→ **Task set**
a. List every proper name of a place or establishment that appears in the account of the resettlement estate visit.
b. Pick up the account of the resettlement estate visit right after its final sentence and carry it forward.

→ **Document passage**
■ ■ ■

LNII stands for Lower Ngau Tau Kwok (II) Estate, the last resettlement estate to be redeveloped in Hong Kong. You may wish to read first five instalments of this series here, here, here, here and here. The photos presented in this series were taken by me with my GX200 during my two visits to the estate. Today, let's meet an interesting man.
(A customer shows up from the barbershop)
Yesterday, we read some stories about the old-style Shanghainese barbershops. Just as I was ready to leave the Hei Lin Beauty Parlour, an old man showed up through the back door. Obviously, he had just had an haircut at Hei Lin.
"Take photos of me," he kept saying, pointing an index finger to himself.
That was the moment absolutely welcomed by any photographer. At once, I uncapped the GX200 and turned it on. "Click! Click! Click!" went the camera shutter.
(Walking along the dark corridor adjoining the back door of the barbershop)
"Take more, take more," he was apparently in a high mood, grinning from ear to ear as he spoke.
After some shots, he set off and it was just natural for a photographer to follow him and take some more shots, just to be sure. As the flash went on and off, he asked me to follow him to his shop.
"Oh, he is a shopowner," I thought to myself, wondering what his trade was. "This is going to be real interesting."

■ ■ ■

Entries from a pointing dataset:

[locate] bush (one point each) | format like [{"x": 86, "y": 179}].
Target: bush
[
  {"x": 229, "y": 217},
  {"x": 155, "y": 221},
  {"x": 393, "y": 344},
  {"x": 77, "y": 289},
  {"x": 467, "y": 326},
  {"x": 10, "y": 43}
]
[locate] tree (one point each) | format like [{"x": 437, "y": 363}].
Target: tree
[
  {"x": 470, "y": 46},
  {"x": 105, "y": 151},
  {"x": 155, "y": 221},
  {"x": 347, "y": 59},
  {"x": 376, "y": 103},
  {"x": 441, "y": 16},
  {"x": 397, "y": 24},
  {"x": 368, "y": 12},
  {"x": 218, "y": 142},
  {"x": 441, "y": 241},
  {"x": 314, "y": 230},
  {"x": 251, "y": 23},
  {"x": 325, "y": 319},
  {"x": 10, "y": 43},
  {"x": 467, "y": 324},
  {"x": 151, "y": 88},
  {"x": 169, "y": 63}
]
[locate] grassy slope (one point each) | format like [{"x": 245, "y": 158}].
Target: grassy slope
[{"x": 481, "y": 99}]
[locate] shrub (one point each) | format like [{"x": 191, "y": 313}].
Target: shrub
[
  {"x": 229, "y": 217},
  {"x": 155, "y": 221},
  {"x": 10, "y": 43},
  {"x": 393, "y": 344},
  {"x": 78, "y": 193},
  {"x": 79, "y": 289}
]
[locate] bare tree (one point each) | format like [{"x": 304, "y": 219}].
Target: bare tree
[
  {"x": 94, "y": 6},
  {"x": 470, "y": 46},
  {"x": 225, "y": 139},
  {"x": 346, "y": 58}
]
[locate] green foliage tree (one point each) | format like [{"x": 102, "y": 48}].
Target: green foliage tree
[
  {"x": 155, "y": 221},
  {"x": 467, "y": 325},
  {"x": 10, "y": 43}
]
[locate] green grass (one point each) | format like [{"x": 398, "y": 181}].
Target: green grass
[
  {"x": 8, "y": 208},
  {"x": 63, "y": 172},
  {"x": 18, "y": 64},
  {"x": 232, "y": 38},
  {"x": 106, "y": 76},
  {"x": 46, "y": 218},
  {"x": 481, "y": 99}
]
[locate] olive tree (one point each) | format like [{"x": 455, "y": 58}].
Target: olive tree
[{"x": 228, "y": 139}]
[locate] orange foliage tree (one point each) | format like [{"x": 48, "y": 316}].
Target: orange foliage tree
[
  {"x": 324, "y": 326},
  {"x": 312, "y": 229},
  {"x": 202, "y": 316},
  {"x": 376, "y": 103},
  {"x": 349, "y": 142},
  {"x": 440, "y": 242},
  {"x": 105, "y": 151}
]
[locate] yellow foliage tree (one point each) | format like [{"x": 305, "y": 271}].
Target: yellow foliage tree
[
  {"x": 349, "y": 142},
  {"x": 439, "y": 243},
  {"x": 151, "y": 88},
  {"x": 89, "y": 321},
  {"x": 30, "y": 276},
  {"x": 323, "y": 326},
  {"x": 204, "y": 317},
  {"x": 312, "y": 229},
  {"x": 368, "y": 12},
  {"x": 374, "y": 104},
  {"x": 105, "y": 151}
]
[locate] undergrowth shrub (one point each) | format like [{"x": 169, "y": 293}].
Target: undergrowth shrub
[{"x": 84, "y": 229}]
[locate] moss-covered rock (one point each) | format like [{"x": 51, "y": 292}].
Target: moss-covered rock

■ ■ ■

→ **Answers by task**
a. Lower Ngau Tau Kwok (II) Estate, Hong Kong, Hei Lin Beauty Parlour

b.
(The big Chinese characters read from right to left, Cheung Tak Shing’s Store. It is a typical neighbourhood grocery before the modern times of supermarkets and convenient stores glore)
So a minute or two later we were here, "Cheung Tak Shing's Store". It was no doubt that the old man was Cheung Tak Shing himself. His store was a neighbourhood grocery, selling items from cigarettes to joss sticks. It was a tiny store as shown in the picture, with the private section at the back portion of it. The noise from the private section wafted to the walkway outside the store where I was standing. Some people were playing mahjong inside.
("I am ninety years old," he says. But he is mistaken)
I, holding up my camera, asked him, "How old is your shop, Mr Cheung?"
"I have been running it for forty years," he replied and, pausing for some seconds to fumble from his mind, continued, "My store is as old as this estate."
"Wow, that's something of an achievement, Mr Cheung," I said both wholeheartedly and with another question in mind. "And you look so agile in your age!" I exclaimed and succeeded in getting the answer to my unsaid question.
"Well, I am ninety years of age," he let out an air of self-admiration in his voice.
(Mr Cheung looks amused when an old customer corrects him about his age)
It was this moment when another old man standing just next to me interrupted him in a casual way, "Ah Cheung, you are just eighty one this year." The man was a resident and an old customer of the grocery.
"Oh, yes, yes ,yes. Eighty one this year," the octogenarian owner gasped in surprise and amusement.
(Sales item from bottom clockwise: bottled Chinese herbal drinks, Chinese rice wine, boxes of Chinese alcholic health tonics, various brands of cigarettes on his left and beers below. Well, he makes his living as the good guy and the bad guy)
"I've mixed it up. I am eighty one and have eight children. They are all here today," he looked very pleased about the children as he said this.
"Who won't?" a voice spoke in me .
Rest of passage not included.